Textauszug:
Weiterlesen extern: Im Blog „Penny das Pony“ findet Ihr einen Artikel zum Thema Wut, der den Gedanken „Wut bedeutet einfach: Achtung!“ sehr schön erklärt.

2 Kommentare

  1. Hi Jeanette,
    ich glaube ja, wer behauptet, er würde nie sauer im Sattel, schwindelt einfach. 😉
    Ich gebe zu – mir passierts auch schon mal. Allerdings nicht im Unterricht. Da finde ichs nicht schlimm, wenn mal was nicht so klappt. Deswegen hab ich schließlich Unterricht.
    Mein Schwachpunkt sind so Zickereien wie : Pony scheut plötzlich vor Ziegen, an denen es jeden zweiten Ausritt vorbei kommt.
    Da muss ich mich dann schwer zusammen reissen, um ihm nicht einen „Tritt in den Hintern“ zu verpassen.

Vorliegende Zeilen:

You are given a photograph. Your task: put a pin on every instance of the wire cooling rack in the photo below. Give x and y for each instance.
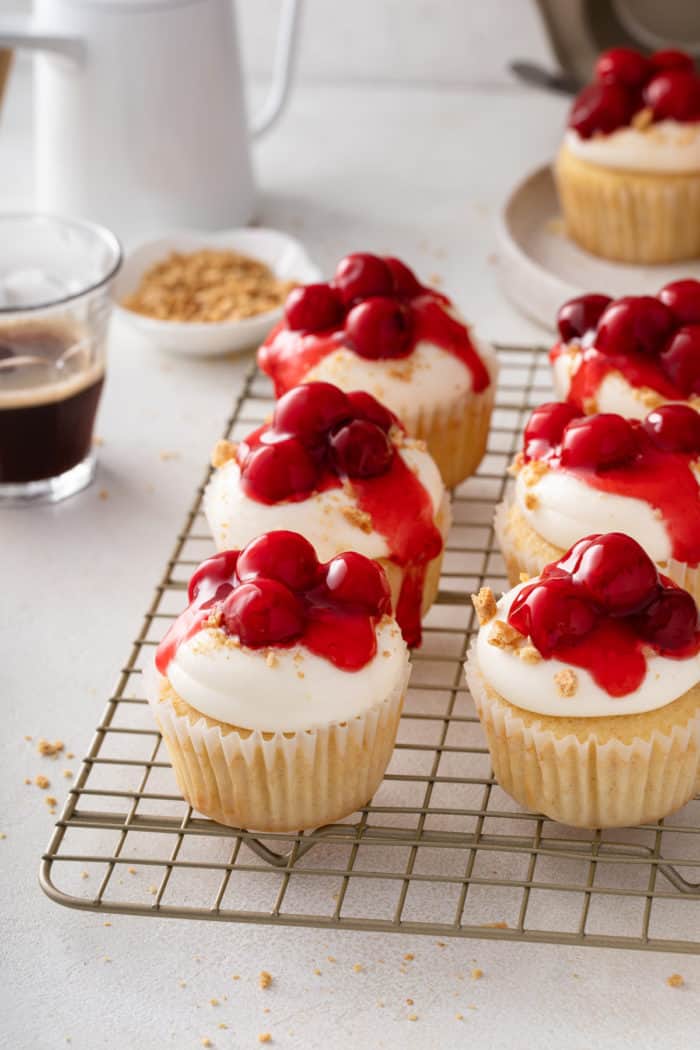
(440, 849)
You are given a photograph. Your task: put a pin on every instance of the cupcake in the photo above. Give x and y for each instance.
(339, 469)
(278, 690)
(375, 328)
(632, 354)
(628, 173)
(582, 474)
(587, 683)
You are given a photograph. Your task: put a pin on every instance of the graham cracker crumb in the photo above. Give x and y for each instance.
(485, 605)
(221, 453)
(567, 683)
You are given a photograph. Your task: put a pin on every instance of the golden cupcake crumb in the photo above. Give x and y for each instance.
(485, 605)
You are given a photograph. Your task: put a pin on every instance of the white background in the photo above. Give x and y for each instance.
(404, 134)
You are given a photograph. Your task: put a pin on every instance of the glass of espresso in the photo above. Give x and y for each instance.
(55, 306)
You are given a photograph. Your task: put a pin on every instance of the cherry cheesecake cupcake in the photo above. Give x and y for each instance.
(632, 354)
(376, 328)
(587, 683)
(629, 170)
(278, 690)
(580, 474)
(340, 469)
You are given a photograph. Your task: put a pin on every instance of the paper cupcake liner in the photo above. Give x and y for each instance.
(589, 778)
(630, 216)
(275, 781)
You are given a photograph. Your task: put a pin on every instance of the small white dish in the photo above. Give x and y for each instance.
(541, 268)
(285, 257)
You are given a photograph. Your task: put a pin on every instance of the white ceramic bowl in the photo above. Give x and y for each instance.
(285, 257)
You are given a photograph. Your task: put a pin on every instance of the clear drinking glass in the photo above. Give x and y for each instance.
(55, 306)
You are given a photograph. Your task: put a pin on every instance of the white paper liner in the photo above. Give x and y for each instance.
(280, 781)
(590, 783)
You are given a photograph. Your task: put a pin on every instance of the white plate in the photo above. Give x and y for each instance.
(541, 268)
(285, 257)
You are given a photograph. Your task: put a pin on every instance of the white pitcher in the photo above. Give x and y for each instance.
(140, 117)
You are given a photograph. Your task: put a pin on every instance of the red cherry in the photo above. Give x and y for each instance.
(216, 572)
(379, 328)
(366, 406)
(262, 613)
(281, 555)
(405, 281)
(670, 621)
(622, 65)
(309, 412)
(361, 449)
(362, 275)
(600, 107)
(674, 428)
(682, 297)
(551, 614)
(278, 471)
(546, 425)
(580, 315)
(674, 96)
(680, 359)
(635, 323)
(313, 308)
(596, 442)
(617, 573)
(356, 581)
(671, 59)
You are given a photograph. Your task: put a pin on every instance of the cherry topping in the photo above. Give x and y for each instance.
(313, 308)
(405, 281)
(597, 442)
(632, 324)
(670, 621)
(680, 359)
(671, 59)
(211, 576)
(277, 471)
(674, 95)
(580, 315)
(379, 328)
(263, 613)
(682, 297)
(359, 583)
(617, 573)
(309, 412)
(546, 425)
(361, 449)
(281, 555)
(552, 614)
(622, 65)
(674, 428)
(361, 275)
(366, 406)
(600, 107)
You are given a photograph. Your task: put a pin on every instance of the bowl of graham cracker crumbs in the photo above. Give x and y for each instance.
(210, 293)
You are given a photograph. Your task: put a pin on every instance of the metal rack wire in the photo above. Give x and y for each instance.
(440, 849)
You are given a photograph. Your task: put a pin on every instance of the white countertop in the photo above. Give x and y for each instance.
(420, 173)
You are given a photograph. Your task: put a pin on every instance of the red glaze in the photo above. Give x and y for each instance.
(658, 467)
(626, 82)
(266, 610)
(397, 319)
(601, 615)
(358, 452)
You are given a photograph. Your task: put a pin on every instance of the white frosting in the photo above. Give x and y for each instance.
(300, 691)
(428, 380)
(235, 519)
(566, 508)
(666, 146)
(532, 686)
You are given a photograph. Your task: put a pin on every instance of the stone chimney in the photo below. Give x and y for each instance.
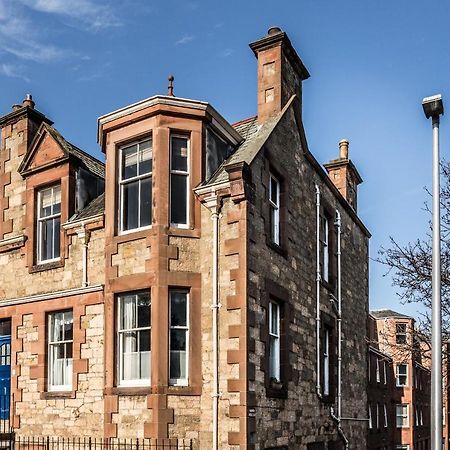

Aufgabenstellung A: Schreibst du aus dem Textauszug die Stelle von „Weiterlesen extern: Im“ bis einschließlich „sehr schön erklärt.“ wortgetreu ab?
Aufgabenstellung B:
Was antwortest du auf diese Fragen zum Textauszug?
(i) Wie heißt der Blog, in dem ein Artikel zum Thema Wut zu finden ist?
(ii) Wie viele Kommentare werden angegeben?
(iii) Wovor scheut das Pony laut dem Kommentar plötzlich?
Die Zeilen brauchst du für die Bearbeitung nicht.

Richtige Antwort A:
Weiterlesen extern: Im Blog „Penny das Pony“ findet Ihr einen Artikel zum Thema Wut, der den Gedanken „Wut bedeutet einfach: Achtung!“ sehr schön erklärt.

Richtige Antwort B:
(i) „Penny das Pony“
(ii) 2
(iii) Vor Ziegen